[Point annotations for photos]
-- begin --
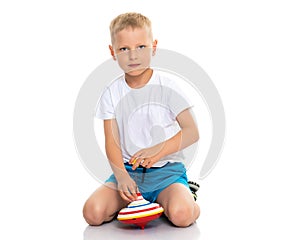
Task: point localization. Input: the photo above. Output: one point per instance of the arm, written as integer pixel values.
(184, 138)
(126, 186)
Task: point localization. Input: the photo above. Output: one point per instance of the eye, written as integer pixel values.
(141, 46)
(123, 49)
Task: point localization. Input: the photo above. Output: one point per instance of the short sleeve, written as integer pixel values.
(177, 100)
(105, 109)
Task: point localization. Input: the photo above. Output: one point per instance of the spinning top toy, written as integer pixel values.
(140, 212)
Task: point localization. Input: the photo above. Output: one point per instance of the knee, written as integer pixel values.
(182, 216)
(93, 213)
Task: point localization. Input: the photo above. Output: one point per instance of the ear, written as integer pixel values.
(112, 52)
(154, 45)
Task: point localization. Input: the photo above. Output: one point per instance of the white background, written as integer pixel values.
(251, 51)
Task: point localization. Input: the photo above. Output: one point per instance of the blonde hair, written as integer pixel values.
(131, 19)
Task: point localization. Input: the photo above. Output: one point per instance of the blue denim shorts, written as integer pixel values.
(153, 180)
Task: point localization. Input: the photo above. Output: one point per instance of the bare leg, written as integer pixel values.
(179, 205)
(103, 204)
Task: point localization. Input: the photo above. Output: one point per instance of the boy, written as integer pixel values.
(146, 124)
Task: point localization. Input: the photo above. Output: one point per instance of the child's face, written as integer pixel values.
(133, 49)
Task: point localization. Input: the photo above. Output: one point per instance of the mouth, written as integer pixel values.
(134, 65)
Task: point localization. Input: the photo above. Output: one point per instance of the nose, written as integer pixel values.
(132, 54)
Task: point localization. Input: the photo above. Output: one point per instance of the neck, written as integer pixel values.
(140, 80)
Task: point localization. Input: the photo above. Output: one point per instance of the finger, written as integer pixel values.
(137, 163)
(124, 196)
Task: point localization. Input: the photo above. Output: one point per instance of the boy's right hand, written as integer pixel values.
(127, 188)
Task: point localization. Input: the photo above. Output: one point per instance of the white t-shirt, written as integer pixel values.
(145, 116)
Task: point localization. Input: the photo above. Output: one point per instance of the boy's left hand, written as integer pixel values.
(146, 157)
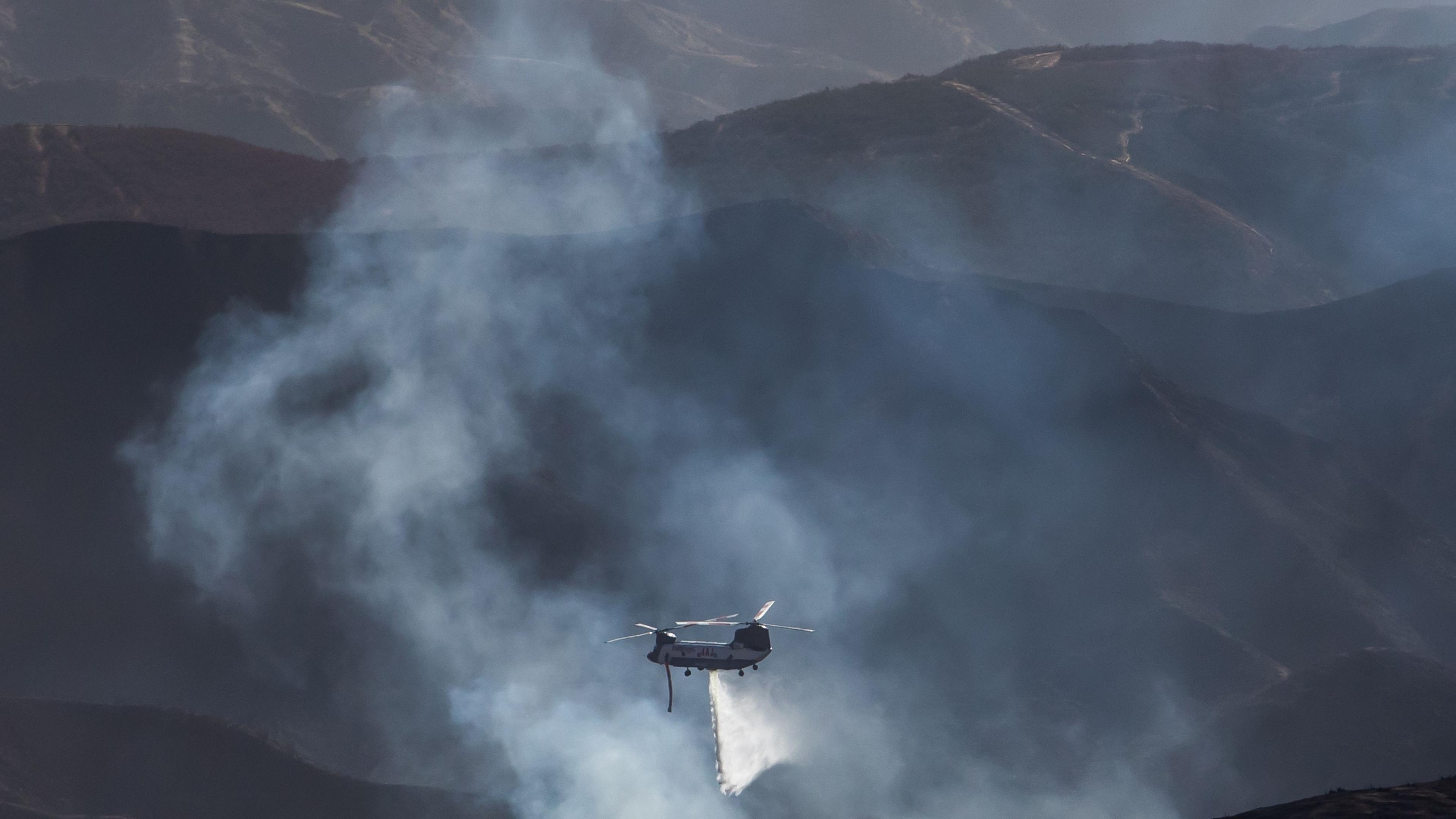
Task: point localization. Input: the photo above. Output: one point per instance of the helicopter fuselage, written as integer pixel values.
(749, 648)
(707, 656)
-- end --
Return the lines from the one containing "fuselage, written as integer pixel values." through the end of the entries above, unchanged and including both ends.

Task: point localization. Input: the photo above. Output: one point per instance of the helicopter fuselage, written as integer pixel values.
(749, 648)
(707, 656)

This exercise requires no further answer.